Acceleration with HLS - Load, Compute, Store

In my daily work on FPGAs for the CMS Level 1 Trigger we usually are not limited by I/O into the devices. We work with boards, like the Serenity and APx, which can support 4-5 Tb/s input on around 100 optical fibres with very low latency - 100 ns or so for a hop from one board to the next. This is very convenient for designing algorithms, since often all (or at least many) of the inputs can be accessed in parallel through registers. We often quote throughput and latency numbers for algorithms or IPs inside the FPGA without discussing the interface, since it’s so fast. Some of my projects relate to hardware acceleration, however, and here I usually need to think a lot more about data movement from the outside world (the host) to the device, and back.
In that context I recently refactored some code in the conifer library for BDTs to properly make use of the load, compute, store pattern advised by AMD/Xilinx. Using this design pattern, one should partition the code into distinct load, compute, and store functions, using streams to pass data between them and applying dataflow at the top level. In conifer, the compute is a BDT inference, while the load and store read and write data from an AXI master interface. I’ve been targeting an Alveo U200 device that I use for development and testing, so this interface is connected to the card DDR memory and accessed via DMA with the host. Importantly for the conifer accelerator implementation, the HLS kernel takes the number of samples N as a runtime variable and loops over the samples internally. I wanted to make sure that the kernel properly pipelines the load, compute, and store tasks, to achieve a high throughput. And it turns out that the code in the library so far doesn’t achieve the best performance that it could! This development targets the xilinxhls backend of conifer, which implements the specific BDT model into the generated IP, along with the wrapper with AXI interfaces for acceleration. This differs a bit from the FPU backend which, while also implemented in HLS, is a bit more complicated due to the reusability of the IP for different BDT models.

Task a:
Copy the rows from the line containing "Task: locate the harvested" up to and including the line containing "column 60, row 58".
The text and the rows have no connection to each other.

Recorded data

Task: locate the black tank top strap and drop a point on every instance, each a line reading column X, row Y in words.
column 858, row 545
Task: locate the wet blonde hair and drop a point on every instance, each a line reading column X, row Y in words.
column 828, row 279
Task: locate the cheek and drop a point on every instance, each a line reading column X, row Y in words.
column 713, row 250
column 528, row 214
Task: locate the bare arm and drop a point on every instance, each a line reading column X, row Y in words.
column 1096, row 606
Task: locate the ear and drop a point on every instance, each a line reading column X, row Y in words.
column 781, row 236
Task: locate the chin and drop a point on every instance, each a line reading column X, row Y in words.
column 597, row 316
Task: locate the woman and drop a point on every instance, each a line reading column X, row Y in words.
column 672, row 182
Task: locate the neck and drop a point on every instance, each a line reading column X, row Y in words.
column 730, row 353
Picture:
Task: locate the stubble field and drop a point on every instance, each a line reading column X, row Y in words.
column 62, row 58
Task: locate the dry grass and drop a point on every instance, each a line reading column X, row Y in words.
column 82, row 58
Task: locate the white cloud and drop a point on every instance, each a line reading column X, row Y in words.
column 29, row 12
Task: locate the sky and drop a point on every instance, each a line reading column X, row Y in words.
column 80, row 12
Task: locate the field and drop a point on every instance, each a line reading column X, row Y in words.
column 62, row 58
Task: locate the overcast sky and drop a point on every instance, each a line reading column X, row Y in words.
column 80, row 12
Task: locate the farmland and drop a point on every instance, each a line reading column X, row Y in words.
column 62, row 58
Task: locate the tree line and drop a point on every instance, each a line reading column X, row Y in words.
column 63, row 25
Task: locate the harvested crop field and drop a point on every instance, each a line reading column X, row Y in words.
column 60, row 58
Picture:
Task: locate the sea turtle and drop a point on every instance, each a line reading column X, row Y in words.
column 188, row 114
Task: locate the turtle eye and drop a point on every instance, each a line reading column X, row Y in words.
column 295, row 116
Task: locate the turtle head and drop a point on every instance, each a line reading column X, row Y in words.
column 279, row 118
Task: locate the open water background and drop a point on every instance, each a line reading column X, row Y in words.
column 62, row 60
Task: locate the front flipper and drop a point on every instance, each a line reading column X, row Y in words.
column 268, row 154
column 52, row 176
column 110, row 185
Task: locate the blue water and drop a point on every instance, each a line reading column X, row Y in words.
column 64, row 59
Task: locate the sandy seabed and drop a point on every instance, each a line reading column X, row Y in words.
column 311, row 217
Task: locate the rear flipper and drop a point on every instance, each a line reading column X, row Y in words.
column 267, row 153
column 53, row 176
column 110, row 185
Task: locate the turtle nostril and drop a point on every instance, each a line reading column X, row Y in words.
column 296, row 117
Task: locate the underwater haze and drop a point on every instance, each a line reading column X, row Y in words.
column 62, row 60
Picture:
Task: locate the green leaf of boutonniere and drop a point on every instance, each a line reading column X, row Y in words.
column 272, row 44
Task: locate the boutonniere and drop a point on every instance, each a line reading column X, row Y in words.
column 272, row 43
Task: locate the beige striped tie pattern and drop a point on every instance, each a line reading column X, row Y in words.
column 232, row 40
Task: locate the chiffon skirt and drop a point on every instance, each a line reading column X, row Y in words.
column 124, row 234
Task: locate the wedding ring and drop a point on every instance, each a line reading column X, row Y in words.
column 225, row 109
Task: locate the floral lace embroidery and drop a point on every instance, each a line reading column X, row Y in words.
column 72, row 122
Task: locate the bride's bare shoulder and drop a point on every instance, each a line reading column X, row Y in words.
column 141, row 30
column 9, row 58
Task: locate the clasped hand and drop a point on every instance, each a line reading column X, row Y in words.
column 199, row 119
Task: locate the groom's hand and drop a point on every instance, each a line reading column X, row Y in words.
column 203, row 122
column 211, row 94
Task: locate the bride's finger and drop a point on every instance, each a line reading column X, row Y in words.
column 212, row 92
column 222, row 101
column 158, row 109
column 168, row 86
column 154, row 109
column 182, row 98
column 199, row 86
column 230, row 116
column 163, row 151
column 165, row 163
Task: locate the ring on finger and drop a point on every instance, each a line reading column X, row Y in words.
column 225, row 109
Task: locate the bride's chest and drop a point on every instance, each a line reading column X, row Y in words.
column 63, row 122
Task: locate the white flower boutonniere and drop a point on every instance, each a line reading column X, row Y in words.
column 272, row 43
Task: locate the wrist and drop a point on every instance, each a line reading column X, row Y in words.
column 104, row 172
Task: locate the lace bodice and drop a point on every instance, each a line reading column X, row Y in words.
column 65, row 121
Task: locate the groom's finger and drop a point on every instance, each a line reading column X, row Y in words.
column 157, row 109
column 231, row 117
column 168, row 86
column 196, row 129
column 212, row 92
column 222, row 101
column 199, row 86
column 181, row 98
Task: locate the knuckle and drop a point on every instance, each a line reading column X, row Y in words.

Task b:
For the text on HLS acceleration, answer yes or no to each statement and quote the words that decide it: (i) The Serenity and APx boards can take input on around 100 optical fibres. (ii) The HLS kernel fixes the number of samples N at compile time. (iii) The refactoring work targets the FPU backend of conifer.

Written solution a:
Task: locate the harvested crop field and drop a point on every instance, each a line reading column X, row Y in words.
column 60, row 58

Written solution b:
(i) Yes: "which can support 4-5 Tb/s input on around 100 optical fibres"
(ii) No: "the HLS kernel takes the number of samples N as a runtime variable"
(iii) No: "This development targets the xilinxhls backend of conifer"